- [What needs to be done]
Would you print every entry below exactly as written, omitting the images?

- [Recorded data]
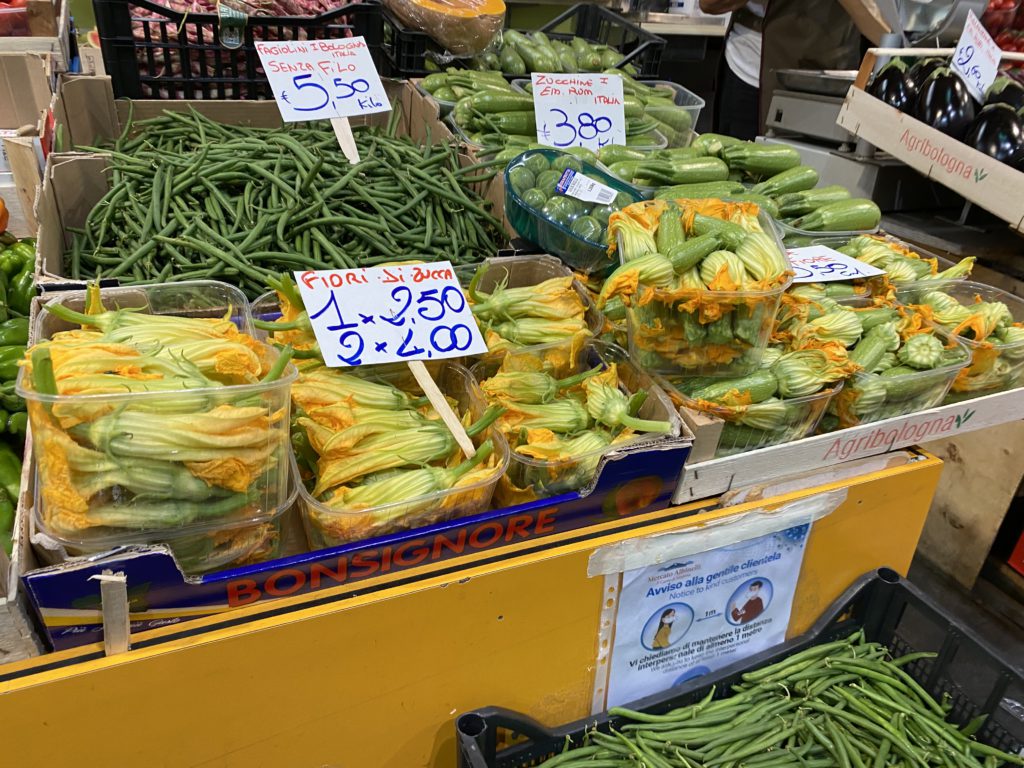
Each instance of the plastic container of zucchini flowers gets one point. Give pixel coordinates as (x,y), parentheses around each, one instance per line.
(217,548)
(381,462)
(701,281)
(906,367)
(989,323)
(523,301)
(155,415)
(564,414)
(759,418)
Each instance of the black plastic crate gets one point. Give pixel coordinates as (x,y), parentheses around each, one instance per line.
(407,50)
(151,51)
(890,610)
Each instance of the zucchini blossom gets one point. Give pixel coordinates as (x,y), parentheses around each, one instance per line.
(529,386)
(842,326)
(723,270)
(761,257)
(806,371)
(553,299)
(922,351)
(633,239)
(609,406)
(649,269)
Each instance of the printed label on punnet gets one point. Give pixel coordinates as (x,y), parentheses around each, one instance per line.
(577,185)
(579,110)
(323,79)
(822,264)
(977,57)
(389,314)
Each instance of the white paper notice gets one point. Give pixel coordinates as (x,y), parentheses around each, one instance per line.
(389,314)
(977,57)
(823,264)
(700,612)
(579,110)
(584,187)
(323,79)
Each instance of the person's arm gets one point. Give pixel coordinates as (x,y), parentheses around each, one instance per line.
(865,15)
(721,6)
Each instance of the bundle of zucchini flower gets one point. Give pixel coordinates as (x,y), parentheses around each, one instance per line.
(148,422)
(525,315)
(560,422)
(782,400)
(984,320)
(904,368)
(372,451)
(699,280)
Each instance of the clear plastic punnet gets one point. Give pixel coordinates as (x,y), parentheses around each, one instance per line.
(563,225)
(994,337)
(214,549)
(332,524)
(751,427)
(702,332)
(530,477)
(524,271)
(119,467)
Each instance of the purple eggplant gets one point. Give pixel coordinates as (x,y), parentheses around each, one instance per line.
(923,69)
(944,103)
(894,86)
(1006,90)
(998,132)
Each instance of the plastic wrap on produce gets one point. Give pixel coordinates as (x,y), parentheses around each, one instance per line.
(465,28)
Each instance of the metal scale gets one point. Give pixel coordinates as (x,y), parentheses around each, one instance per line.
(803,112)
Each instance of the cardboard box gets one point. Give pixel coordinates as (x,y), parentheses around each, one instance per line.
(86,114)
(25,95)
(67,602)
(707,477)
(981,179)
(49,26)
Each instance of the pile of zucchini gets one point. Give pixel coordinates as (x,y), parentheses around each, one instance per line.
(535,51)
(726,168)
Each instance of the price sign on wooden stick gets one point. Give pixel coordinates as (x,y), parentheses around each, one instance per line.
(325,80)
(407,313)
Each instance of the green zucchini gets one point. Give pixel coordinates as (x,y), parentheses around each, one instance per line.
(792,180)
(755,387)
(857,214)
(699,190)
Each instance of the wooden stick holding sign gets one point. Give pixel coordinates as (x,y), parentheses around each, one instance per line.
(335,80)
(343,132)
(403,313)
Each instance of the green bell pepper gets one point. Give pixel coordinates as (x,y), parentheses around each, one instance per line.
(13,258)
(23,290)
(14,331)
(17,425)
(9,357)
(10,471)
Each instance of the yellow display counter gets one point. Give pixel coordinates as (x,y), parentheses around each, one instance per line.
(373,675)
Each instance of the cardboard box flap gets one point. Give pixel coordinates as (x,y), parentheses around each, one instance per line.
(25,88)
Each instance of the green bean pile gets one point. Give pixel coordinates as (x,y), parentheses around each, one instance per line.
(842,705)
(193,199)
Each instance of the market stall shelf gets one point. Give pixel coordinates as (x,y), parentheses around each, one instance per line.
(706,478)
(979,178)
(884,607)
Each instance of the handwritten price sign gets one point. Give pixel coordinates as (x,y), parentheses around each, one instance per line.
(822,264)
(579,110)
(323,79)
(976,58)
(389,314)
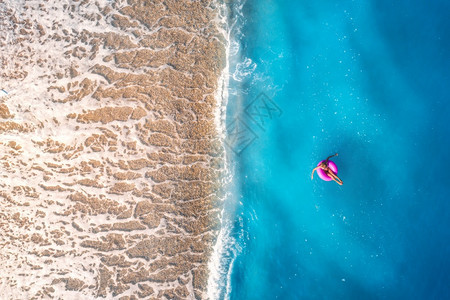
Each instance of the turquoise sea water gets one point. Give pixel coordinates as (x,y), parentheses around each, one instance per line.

- [Response below]
Each instance of the plastic container of zucchini flowers gets one point. Give pixel coordinates as (x,y), parentheses around each, one instance per line.
(217,548)
(381,462)
(701,281)
(906,367)
(989,323)
(523,301)
(155,415)
(564,414)
(759,418)
Each instance of the black plastic crate gets one point. Give pixel coordinates as (x,y), parentheses around each, one instance per line.
(407,50)
(151,51)
(890,610)
Each instance of the zucchini blossom gets one point. Give pixel coordinates as (x,y), parentheses around each, one instance per line.
(529,386)
(842,326)
(723,270)
(761,257)
(806,371)
(553,299)
(922,351)
(633,239)
(609,406)
(649,269)
Each instance of the printed label on punnet gets one point. Give pixel coordinates as (x,y), parentheses around each, one instance per line.
(577,185)
(579,110)
(323,79)
(822,264)
(977,57)
(389,314)
Each instance of the white paper notice gets one point. Give pixel coordinates as (x,y), parentheses around each, one instance per line.
(389,314)
(977,57)
(823,264)
(700,612)
(579,110)
(584,187)
(323,79)
Each instance of the person's arm gets one point. Give pixel coordinates as (x,y), parentheses around each, one instance per line.
(865,15)
(721,6)
Each instance of the bundle of zucchini flower gets one point. Give pixel coordinates as (x,y), parentheses around each, one instance per line.
(148,422)
(525,315)
(560,422)
(782,400)
(984,320)
(904,368)
(372,451)
(699,280)
Each instance of the clear plastic punnet gets one point. Give pixel coordinates as (x,y), parentheses around each, one instance per line.
(563,225)
(994,337)
(214,549)
(332,524)
(751,427)
(702,332)
(530,477)
(524,271)
(119,467)
Each instance of the purple eggplant gets one point. Give pixel coordinates as (x,y), parentheses around each, one instance per line.
(923,69)
(944,103)
(894,86)
(1006,90)
(998,132)
Each instance of the plastic wrap on produce gets one point. Give pixel coordinates as (x,y), parentheses around each, one instance per line.
(465,28)
Each instance of the metal scale gets one point. Give pixel coordinates as (x,y), parentheses around each, one instance per line.
(803,112)
Each instance of the cardboard box gets one point. Give pixel coordinates as (x,y), parentheses around each, one instance per line.
(86,114)
(25,95)
(67,602)
(707,477)
(981,179)
(49,26)
Each instance of the pile of zucchini gets one point. Give pixel coordinates as (x,y), parentheses around each, one instance per line.
(535,51)
(726,168)
Each instance of the price sign on wooden stick gets one point. Give pixel coordinates as (x,y), parentheses around each, one instance per line.
(325,80)
(407,313)
Each instance of the green zucchini gets one point. Give pixel coordinates as (x,y), parentheses around each, one instance per line.
(792,180)
(755,387)
(857,214)
(699,190)
Each instance of the wooden stick holding sign gets one point. Give pixel coordinates as (x,y), parentheses around each, one instance per line.
(335,80)
(343,132)
(403,313)
Each instance of the green bell pepper gets one point. Give pixel coordinates as (x,y), parentheses around each, one instance per line.
(13,258)
(23,290)
(14,331)
(17,425)
(9,357)
(10,471)
Each instance of the yellow display counter gets one point. Give pixel coordinates as (x,y), parentheses around each, one instance per line.
(373,675)
Each instance of the cardboard box flap gets one point. Give pixel coordinates as (x,y), parentheses around each, one instance per line.
(25,88)
Each instance of the green bean pile gets one point. Give pixel coordinates as (x,y), parentheses around each, one instance per line.
(842,705)
(193,199)
Each instance of the market stall shelf gets one point. Give pixel coordinates as (x,y), parentheses around each, one instance per line.
(706,478)
(979,178)
(884,607)
Each instance of the handwritten price sign gets one point. Give pixel coordinates as (x,y), parentheses around each, one instance per line.
(822,264)
(579,110)
(323,79)
(976,58)
(389,314)
Each instance of the turquoise sea water gets one point. Give pixel coordinates as (x,y), parentheses around each, one instance per line.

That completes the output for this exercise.